Your goal:
Only some lines are wanted. Transcribe, exactly, the lines below from the line with "x=191, y=107" up to and including the line with "x=263, y=103".

(Entries taken from a collection)
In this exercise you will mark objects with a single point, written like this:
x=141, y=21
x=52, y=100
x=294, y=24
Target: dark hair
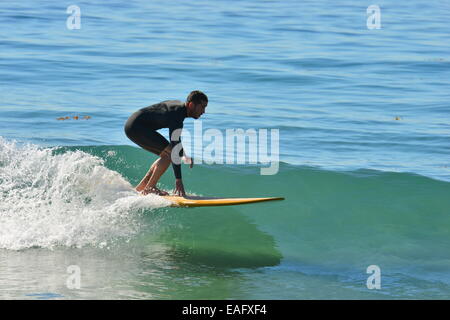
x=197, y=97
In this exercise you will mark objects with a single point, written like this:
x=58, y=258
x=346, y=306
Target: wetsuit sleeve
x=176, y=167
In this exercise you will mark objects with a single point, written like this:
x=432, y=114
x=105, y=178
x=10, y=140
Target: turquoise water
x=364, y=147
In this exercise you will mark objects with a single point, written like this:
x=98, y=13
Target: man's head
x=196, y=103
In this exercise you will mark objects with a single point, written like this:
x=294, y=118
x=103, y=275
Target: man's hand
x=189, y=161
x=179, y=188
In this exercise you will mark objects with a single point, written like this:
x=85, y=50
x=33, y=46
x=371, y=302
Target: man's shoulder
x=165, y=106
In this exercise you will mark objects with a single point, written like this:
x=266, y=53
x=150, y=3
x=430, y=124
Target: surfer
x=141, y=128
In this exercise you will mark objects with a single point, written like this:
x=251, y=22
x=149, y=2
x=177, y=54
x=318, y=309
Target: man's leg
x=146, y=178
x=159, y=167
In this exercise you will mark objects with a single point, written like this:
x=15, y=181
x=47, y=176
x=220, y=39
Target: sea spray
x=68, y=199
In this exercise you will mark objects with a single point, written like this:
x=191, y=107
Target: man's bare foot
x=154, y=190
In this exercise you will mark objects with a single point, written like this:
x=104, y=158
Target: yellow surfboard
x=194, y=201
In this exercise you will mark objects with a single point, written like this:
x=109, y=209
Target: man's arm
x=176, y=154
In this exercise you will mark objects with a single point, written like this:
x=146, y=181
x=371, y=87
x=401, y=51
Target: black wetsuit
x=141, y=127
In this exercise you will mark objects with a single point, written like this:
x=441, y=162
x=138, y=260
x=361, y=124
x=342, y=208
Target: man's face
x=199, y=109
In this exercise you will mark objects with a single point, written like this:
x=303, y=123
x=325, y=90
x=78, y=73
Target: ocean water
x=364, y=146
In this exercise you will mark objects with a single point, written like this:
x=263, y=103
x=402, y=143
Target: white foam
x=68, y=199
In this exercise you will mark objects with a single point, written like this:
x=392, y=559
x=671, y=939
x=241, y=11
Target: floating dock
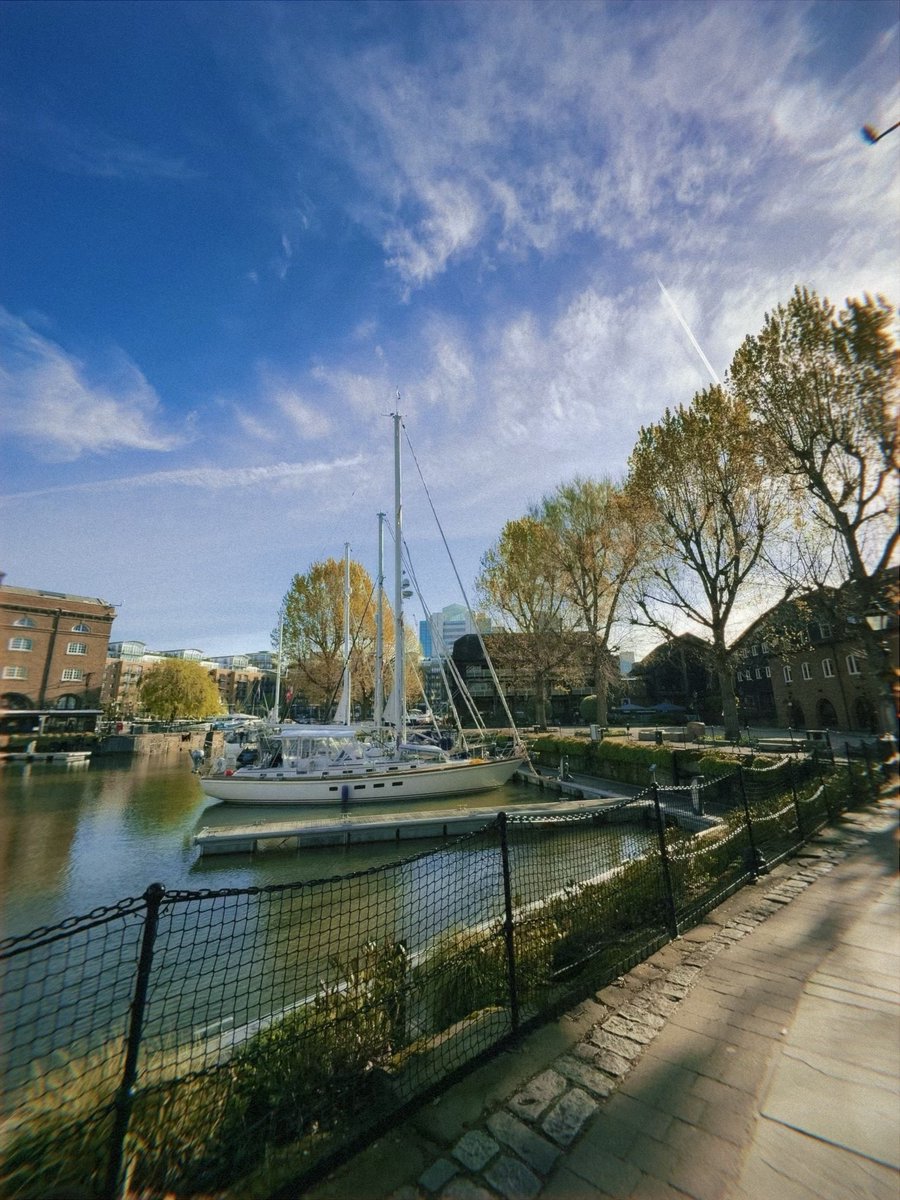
--
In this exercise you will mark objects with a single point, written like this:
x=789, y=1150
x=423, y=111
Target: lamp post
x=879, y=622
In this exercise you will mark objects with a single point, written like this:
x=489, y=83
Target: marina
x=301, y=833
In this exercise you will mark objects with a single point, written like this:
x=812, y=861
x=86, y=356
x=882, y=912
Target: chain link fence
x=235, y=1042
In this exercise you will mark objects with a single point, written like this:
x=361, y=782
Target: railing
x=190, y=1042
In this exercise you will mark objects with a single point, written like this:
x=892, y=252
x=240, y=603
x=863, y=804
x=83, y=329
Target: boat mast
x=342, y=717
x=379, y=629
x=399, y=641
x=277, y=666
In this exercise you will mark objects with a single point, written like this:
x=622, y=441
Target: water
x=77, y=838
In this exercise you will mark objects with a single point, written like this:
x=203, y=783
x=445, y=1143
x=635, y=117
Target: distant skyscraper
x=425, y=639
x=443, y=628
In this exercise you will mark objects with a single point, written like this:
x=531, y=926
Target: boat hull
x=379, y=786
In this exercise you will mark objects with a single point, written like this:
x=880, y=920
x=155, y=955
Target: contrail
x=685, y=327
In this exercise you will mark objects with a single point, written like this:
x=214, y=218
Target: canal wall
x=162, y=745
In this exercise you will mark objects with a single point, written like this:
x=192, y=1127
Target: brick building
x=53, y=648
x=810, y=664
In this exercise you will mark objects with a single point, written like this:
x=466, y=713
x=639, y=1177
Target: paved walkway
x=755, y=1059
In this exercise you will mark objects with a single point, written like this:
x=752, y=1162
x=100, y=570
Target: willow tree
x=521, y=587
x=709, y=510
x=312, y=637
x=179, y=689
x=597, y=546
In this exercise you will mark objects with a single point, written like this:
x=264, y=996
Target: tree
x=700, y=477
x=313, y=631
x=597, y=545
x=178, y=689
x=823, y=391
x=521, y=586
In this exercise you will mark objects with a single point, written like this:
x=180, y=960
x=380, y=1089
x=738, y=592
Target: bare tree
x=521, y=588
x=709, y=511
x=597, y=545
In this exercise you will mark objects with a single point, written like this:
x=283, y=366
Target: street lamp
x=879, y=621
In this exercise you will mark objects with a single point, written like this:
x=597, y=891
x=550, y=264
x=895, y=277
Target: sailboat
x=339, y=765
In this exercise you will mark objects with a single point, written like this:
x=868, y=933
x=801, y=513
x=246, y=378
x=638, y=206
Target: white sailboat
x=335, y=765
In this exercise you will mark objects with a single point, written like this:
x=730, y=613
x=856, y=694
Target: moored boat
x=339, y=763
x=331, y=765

Result of this task:
x=191, y=107
Target: man's bare foot
x=154, y=190
In this exercise you will mark objects with a single point, written like this:
x=104, y=158
Target: yellow surfboard
x=194, y=201
In this exercise you will mark objects with a single point, written like this:
x=109, y=209
Target: man's arm
x=176, y=154
In this exercise you will mark objects with a single point, written like this:
x=146, y=181
x=371, y=87
x=401, y=51
Target: black wetsuit
x=141, y=127
In this exercise you will mark objects with a single point, written like this:
x=441, y=162
x=138, y=260
x=361, y=124
x=342, y=208
Target: man's face
x=199, y=109
In this exercise you will mark objects with a single point, written like this:
x=303, y=123
x=325, y=90
x=78, y=73
Target: ocean water
x=364, y=146
In this exercise you will mark objects with a single point, written like this:
x=263, y=103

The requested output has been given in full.